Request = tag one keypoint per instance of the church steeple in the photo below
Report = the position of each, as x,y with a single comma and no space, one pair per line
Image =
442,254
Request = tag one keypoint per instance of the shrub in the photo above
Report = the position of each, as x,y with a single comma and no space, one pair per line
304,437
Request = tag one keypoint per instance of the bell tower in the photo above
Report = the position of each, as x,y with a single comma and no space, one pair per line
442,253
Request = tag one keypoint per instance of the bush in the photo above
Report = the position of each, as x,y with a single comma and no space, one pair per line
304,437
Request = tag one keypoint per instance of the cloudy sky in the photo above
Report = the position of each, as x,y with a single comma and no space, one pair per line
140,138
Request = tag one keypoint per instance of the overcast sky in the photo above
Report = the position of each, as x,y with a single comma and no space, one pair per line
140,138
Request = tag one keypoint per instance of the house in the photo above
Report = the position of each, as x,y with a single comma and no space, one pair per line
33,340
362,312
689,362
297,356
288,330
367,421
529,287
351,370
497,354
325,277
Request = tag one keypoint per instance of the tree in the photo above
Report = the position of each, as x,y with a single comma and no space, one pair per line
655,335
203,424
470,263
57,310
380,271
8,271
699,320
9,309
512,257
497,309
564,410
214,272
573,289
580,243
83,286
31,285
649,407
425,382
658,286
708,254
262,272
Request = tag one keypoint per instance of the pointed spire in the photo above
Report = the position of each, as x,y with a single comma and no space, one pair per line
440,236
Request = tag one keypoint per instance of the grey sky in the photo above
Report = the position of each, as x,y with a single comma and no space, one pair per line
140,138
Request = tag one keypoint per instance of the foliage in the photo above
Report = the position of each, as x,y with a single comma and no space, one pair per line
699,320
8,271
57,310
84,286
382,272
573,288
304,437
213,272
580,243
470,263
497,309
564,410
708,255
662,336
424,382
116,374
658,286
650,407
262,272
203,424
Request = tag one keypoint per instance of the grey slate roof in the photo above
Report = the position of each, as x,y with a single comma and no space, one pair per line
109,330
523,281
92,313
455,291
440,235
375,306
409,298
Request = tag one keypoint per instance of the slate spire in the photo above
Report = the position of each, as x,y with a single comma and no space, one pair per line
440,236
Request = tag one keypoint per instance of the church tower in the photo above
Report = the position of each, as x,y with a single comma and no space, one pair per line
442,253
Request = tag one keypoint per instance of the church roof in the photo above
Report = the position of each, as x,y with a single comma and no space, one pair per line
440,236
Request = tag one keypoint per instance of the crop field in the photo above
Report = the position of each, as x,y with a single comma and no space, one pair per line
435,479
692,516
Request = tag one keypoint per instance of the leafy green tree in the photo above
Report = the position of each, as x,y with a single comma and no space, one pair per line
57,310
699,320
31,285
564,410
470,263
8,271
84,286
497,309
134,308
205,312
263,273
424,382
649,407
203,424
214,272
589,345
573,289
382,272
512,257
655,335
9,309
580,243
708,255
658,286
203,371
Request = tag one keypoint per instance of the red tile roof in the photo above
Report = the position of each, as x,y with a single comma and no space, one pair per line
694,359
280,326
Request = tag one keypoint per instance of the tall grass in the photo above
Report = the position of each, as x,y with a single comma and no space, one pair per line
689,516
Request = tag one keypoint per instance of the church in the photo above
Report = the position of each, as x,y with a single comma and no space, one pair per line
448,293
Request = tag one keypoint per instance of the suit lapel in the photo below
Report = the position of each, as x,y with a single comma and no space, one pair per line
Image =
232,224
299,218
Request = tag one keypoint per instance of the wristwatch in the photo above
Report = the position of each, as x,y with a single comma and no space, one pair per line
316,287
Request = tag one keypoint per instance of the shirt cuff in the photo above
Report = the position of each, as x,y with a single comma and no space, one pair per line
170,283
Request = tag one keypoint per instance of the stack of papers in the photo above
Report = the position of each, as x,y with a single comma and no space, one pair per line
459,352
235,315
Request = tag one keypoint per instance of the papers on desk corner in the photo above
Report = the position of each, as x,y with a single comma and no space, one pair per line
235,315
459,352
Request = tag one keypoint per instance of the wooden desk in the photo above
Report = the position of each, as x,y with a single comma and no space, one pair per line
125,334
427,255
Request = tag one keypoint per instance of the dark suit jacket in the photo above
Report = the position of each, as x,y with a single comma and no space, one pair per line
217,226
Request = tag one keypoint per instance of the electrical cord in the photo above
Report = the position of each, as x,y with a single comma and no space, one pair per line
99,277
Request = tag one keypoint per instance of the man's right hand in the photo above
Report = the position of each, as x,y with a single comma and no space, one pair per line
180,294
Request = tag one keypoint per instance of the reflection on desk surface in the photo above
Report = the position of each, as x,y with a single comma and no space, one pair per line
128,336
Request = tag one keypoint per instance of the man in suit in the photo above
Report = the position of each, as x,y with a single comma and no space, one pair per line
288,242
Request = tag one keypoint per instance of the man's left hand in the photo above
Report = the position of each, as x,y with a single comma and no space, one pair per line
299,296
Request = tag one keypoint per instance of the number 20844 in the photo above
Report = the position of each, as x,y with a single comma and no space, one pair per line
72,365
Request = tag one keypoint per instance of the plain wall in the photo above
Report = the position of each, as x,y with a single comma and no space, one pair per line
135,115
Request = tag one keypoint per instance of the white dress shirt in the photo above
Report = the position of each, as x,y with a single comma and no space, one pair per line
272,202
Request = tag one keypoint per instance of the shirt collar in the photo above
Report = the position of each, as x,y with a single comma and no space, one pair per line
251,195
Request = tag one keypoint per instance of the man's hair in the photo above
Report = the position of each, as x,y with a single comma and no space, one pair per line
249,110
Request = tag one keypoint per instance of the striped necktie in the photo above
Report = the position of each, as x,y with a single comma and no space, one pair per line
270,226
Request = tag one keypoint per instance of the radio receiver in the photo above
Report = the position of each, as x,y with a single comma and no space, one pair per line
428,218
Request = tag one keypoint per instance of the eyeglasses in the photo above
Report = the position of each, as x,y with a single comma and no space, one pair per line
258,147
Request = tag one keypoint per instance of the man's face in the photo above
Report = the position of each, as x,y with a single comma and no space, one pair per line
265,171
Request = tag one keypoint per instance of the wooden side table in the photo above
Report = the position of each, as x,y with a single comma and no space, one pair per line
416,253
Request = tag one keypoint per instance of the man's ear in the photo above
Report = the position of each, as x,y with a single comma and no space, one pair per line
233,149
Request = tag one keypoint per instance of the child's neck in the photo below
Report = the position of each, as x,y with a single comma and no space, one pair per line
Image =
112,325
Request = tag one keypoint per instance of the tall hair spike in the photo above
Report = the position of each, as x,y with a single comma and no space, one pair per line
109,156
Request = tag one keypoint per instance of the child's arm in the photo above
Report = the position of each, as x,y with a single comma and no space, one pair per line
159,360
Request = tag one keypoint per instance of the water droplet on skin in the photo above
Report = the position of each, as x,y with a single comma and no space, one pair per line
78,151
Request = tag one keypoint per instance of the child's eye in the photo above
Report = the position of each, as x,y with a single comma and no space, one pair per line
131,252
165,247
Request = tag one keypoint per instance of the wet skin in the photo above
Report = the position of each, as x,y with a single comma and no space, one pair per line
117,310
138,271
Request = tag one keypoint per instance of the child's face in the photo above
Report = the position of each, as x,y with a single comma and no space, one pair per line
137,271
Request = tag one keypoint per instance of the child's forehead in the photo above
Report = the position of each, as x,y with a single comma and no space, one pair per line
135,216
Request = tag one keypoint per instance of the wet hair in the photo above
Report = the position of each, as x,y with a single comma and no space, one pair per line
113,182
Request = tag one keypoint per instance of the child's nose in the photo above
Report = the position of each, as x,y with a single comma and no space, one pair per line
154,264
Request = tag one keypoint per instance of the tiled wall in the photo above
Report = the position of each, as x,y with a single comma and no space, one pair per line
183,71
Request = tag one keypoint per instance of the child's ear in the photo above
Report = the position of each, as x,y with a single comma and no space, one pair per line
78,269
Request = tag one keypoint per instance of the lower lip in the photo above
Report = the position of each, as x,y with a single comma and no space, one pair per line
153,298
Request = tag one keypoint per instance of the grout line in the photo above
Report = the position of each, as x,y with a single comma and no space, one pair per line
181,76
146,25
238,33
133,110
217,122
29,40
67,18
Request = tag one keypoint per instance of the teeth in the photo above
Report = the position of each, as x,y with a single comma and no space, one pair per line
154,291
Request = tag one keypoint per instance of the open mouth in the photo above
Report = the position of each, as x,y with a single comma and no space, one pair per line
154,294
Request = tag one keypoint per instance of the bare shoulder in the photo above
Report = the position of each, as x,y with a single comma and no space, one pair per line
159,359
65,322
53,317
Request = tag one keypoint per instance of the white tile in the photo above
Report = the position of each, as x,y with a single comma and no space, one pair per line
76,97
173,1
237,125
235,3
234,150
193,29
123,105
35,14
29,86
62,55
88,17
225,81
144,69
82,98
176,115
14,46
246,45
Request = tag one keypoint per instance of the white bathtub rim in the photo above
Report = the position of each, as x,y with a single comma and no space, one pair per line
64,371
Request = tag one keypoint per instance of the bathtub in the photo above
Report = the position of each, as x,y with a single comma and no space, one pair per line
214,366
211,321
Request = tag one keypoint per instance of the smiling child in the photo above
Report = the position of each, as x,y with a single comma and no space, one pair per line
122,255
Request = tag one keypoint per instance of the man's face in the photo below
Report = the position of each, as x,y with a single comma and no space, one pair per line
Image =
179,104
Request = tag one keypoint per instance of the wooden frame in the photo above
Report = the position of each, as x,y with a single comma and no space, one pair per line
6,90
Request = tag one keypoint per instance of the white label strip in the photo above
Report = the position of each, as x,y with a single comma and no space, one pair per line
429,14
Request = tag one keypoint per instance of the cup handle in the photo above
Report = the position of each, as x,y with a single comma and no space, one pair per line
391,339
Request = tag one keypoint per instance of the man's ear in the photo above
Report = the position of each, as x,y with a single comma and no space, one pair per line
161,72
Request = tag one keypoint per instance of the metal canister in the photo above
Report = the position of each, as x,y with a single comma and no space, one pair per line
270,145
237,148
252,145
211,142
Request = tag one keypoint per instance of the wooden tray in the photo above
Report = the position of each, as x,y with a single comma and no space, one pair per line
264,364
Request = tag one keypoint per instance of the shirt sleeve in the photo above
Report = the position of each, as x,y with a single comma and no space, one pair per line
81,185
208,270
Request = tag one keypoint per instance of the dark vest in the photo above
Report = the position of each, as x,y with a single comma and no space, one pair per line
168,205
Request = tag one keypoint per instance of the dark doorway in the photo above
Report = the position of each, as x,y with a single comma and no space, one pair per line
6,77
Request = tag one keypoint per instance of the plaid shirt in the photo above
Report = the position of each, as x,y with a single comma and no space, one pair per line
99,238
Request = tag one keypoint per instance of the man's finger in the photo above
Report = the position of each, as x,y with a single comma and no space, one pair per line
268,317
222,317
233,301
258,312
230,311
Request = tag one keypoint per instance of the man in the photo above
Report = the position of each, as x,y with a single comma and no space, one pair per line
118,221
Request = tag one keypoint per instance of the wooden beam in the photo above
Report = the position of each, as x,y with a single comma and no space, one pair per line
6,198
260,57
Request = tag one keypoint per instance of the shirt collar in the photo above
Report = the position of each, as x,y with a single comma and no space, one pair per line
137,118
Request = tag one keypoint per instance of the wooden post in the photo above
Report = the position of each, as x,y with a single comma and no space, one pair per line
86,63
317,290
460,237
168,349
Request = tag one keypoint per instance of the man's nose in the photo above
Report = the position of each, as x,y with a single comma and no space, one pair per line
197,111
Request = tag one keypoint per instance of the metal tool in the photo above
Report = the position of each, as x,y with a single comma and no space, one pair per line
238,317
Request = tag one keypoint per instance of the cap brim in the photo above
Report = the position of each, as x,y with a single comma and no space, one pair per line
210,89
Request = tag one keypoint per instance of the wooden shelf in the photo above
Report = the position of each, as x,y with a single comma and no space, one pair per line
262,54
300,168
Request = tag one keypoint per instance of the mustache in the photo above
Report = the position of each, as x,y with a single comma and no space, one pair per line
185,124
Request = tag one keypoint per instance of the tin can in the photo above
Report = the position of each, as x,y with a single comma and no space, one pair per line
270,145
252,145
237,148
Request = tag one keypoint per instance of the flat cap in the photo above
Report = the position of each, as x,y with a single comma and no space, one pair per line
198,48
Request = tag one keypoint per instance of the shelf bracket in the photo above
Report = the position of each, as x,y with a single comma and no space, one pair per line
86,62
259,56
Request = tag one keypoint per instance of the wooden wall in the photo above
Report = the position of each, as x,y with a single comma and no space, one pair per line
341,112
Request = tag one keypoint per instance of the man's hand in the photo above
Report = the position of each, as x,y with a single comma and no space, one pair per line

§ WHAT THE TASK ASKS
Look above for the line that holds "Request = tag one keypoint per instance of the tin", then copy it and each line after it exactly, through the last line of the data.

§ OUTPUT BELOW
Request = tag one keypoint per instance of the tin can in the photo above
Report = the position of each, as x,y with a single comma and no space, one pair per line
270,145
252,145
237,148
Request = tag one keypoint per instance of the flat cap in the photo above
Report = the position of each, as x,y with a single comma and no space, one pair per line
198,48
Request = tag one keypoint per instance of the shelf bracket in the photo above
Report = the position of each, as x,y with a single comma and no space, one pair per line
86,62
259,56
Request = tag one keypoint per instance of the wooden wall in the photo above
Report = the position of each, as x,y with a single comma and no space, one pair per line
341,112
Request = tag one keypoint per instance of the man's hand in the photo above
Report = the position of each, as x,y with a single comma and no space, one pair per line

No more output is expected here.